_THE PROBLEM_. Format the lines below as a numbered list, skipping blank lines and leaving out any pictures.

_THE INPUT_.
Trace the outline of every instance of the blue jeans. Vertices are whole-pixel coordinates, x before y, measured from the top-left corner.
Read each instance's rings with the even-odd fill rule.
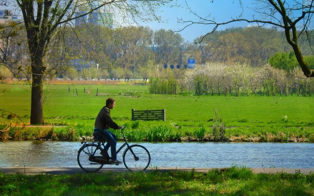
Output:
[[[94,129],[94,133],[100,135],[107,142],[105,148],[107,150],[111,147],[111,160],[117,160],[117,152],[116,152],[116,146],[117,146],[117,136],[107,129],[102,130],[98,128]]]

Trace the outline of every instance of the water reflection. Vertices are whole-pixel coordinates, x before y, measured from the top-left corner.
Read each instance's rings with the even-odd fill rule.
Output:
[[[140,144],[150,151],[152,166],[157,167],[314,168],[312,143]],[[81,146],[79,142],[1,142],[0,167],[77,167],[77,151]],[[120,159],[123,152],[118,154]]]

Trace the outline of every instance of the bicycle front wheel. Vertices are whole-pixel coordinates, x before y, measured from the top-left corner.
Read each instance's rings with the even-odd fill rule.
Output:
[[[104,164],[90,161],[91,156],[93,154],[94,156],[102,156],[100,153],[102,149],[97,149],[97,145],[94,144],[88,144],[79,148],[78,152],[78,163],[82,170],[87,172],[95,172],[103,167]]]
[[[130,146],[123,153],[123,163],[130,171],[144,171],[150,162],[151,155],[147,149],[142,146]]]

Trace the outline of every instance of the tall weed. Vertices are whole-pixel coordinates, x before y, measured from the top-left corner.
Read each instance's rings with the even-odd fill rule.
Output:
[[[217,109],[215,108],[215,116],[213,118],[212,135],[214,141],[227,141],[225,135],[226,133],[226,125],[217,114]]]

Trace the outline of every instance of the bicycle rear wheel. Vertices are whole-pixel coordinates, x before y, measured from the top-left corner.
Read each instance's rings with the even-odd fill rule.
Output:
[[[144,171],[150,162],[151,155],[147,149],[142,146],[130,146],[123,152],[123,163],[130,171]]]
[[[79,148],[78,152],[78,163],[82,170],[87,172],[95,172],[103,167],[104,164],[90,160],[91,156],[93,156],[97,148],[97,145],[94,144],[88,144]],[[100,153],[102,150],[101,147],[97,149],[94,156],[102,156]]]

_EXPECTED OUTPUT_.
1. Trace the outline of every instance of the blue jeans. Vertices are whole-pixel coordinates, x before y, measured from the top-left corner.
2. Read each instance's rings with the even-odd fill rule.
3. Output:
4. [[[94,129],[94,133],[100,135],[107,142],[105,148],[107,150],[111,147],[111,160],[117,160],[117,152],[116,152],[116,146],[117,146],[117,136],[107,129],[102,130],[98,128]]]
5. Trace the outline of every instance of the water reflection. Vertices are whole-pixel coordinates, x before y, measured from the top-left corner.
6. Read each instance's rings with the even-odd fill rule.
7. Output:
8. [[[140,144],[150,151],[152,166],[157,167],[314,168],[312,143]],[[81,146],[79,142],[1,142],[0,167],[77,167],[77,151]],[[120,159],[123,152],[118,154]]]
9. Trace the outline of every instance of the bicycle front wheel. Vertices are whole-pixel coordinates, x before y, measured from the top-left corner.
10. Read each instance's rings with the even-odd fill rule.
11. Output:
12. [[[104,164],[90,161],[91,156],[93,154],[94,156],[102,156],[100,153],[102,149],[97,149],[97,145],[94,144],[88,144],[79,148],[78,152],[78,163],[82,170],[87,172],[95,172],[103,167]]]
13. [[[130,146],[123,153],[123,163],[130,171],[144,171],[150,162],[151,155],[147,149],[142,146]]]
14. Trace the outline of every instance of the tall weed. Vertices are whole-pixel coordinates, x before y, measured from the top-left corner.
15. Read each instance's rings with the even-odd fill rule.
16. Output:
17. [[[217,109],[215,108],[215,116],[213,118],[212,135],[214,141],[227,141],[225,135],[226,133],[226,125],[217,114]]]
18. Trace the outline of every instance of the bicycle rear wheel. Vertices are whole-pixel coordinates, x before y, measured from the top-left corner.
19. Read each instance's rings with the even-odd fill rule.
20. Output:
21. [[[144,171],[150,162],[151,155],[147,149],[142,146],[130,146],[123,152],[123,163],[130,171]]]
22. [[[79,148],[78,152],[78,163],[82,170],[87,172],[95,172],[103,167],[104,164],[90,160],[91,156],[93,156],[97,148],[97,145],[94,144],[88,144]],[[100,153],[102,150],[101,147],[97,149],[94,156],[102,156]]]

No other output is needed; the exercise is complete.